→ TASK ITEM: Nothing in the entries may be altered; copy them all exactly.

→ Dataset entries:
####
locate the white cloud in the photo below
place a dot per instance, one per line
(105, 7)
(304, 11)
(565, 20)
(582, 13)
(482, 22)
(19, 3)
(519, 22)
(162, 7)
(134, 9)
####
→ WRITTEN REPLY:
locate the white cloud in the photo below
place a dot per instance, one per line
(105, 7)
(304, 11)
(565, 20)
(582, 13)
(482, 22)
(19, 3)
(519, 22)
(162, 7)
(134, 9)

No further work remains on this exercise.